WHAT TO WORK ON:
Answer these questions from the article on choosing a cochlear implant:
1. How many people responded when the question was posed in several cochlear implant Facebook groups?
2. According to one person, which party settled a lawsuit with the U.S. Department of Justice, and over what allegation?
3. What may a person have to do if they cannot get the device they want implanted?

SELECTED EXTRACT:
•••••

Choosing A Cochlear Implant, Is Your Provider Giving You All The Info?

Choosing A Cochlear Implant – Is Your Provider Giving You All The Information?

By Eric Sherman

Recently, I found myself in a Facebook group chat discussing how someone decided on their cochlear implant.  The person shared that they “naively” went along with their surgeons recommendations.  Fortunately, the implant worked out well for the person, but it raised an interesting question.  How much influence does the healthcare provider have over the individual’s decision in selecting a cochlear implant brand?   

I posed this question in several cochlear implant Facebook Groups. What influenced your decision to choose a specific brand? And why?  177 people responded and interestingly 60% of those respondents stated their choice was influenced by the cochlear implant center (hospital included), audiologist, and surgeon.  This is reasonable considering people generally trust their hearing healthcare providers.  But another picture emerged about hearing health professionals I did not expect.

I found people were unaware they had a choice when they were going through the selection process for a cochlear implant.  Certain facilities and government run healthcare systems have contracts with certain manufactures and insurance, limiting the devices that were offered.  Also, choices were limited because of known recalls or device failures. Audiologist and surgeons have a certain level of comfort and experience working with certain brands, so they would guide patients toward one brand over another.  One person even shared that one of the cochlear implant manufacturers settled a lawsuit with the U.S. Department of Justice for alleged kickbacks to health care providers.

Trust and comfort is important when dealing with your hearing health professionals, and you should have all the facts when your audiologist, surgeon, or implant center recommends a life-long implant for you or a family member.   This includes knowing if their recommendations are based on business reasons, experience, or own personal preferences. 

In the end, when going through your selection process for a cochlear implant, you need to do your research and due diligence.   If you can’t get the device you want implanted, you may have to switch providers or facilities.

•••••

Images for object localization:
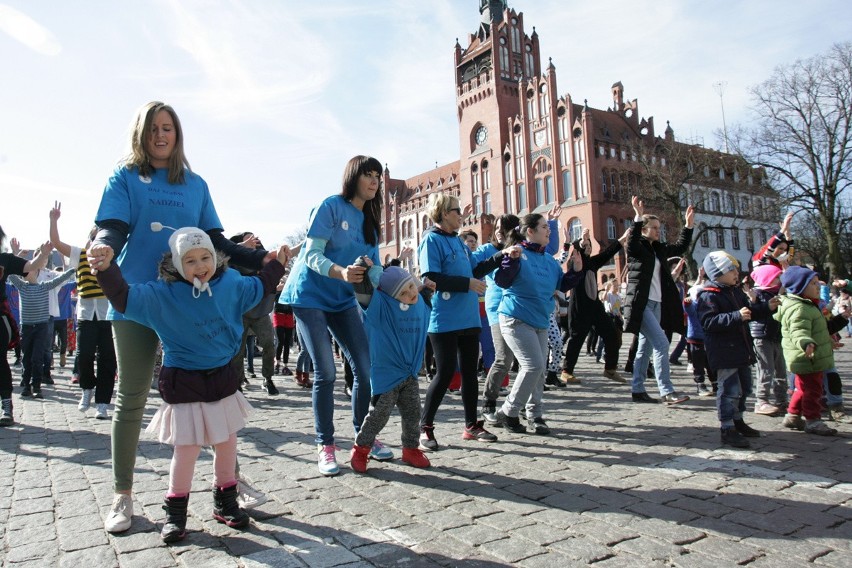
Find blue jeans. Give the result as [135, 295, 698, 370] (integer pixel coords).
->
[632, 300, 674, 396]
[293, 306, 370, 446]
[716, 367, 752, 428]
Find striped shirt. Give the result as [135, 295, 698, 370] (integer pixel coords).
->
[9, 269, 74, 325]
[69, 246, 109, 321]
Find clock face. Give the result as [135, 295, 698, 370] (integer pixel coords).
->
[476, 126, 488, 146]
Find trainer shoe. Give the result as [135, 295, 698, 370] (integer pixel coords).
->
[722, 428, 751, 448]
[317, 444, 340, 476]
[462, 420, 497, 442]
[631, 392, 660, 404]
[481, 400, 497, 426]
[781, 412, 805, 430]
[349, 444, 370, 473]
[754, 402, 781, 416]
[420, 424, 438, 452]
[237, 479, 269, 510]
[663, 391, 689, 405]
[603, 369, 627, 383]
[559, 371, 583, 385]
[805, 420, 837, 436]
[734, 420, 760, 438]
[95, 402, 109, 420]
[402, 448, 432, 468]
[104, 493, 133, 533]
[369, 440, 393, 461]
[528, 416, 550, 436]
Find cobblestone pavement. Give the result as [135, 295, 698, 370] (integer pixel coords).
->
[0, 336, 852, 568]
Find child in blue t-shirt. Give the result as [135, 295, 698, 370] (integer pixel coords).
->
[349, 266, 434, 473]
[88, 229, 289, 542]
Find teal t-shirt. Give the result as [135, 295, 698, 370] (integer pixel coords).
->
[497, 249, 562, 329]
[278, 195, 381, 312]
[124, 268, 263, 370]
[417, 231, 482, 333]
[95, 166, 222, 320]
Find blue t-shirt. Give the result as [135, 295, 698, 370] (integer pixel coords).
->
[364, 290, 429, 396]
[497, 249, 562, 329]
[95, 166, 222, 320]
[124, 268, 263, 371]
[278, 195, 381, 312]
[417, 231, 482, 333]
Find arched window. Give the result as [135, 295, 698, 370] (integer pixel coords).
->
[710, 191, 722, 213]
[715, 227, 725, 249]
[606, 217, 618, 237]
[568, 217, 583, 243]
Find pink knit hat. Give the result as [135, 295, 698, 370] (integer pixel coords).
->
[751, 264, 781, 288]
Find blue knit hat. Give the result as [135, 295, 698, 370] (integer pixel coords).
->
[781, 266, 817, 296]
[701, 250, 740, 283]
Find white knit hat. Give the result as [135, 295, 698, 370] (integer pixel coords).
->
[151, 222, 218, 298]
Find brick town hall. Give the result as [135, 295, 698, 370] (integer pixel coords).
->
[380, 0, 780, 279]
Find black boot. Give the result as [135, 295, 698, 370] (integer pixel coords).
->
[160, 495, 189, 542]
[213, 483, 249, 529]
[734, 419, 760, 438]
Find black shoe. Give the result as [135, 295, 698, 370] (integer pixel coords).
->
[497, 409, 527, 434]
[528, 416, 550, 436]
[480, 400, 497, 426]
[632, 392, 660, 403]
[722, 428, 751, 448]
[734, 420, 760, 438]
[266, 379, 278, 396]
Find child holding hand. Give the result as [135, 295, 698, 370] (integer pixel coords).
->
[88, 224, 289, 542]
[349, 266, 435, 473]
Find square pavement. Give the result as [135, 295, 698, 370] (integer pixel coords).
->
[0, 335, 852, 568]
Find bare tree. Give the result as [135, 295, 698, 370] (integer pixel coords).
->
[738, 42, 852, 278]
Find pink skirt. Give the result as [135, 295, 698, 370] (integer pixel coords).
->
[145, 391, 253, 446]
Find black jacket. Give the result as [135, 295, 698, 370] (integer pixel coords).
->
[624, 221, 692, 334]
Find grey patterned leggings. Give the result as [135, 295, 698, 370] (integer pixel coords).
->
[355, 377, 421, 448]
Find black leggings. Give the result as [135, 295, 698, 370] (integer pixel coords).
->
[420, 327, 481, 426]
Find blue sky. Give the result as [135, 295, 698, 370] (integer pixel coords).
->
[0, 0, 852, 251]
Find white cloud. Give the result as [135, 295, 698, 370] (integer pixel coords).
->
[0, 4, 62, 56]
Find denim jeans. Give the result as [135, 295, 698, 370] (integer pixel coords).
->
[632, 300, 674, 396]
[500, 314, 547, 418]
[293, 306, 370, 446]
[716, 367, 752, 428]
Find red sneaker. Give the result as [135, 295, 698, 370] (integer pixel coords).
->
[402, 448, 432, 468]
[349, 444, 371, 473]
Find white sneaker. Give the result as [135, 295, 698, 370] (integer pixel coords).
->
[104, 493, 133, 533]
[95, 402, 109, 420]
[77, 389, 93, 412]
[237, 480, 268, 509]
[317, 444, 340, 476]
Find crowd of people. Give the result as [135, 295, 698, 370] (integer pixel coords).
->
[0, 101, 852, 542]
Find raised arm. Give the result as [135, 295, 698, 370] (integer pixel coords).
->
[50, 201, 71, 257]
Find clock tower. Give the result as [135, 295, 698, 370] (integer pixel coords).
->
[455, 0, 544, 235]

•••••

RESPONSE FOR THIS EXERCISE:
1. 177 people responded.
2. One of the cochlear implant manufacturers settled the lawsuit over alleged kickbacks to health care providers.
3. They may have to switch providers or facilities.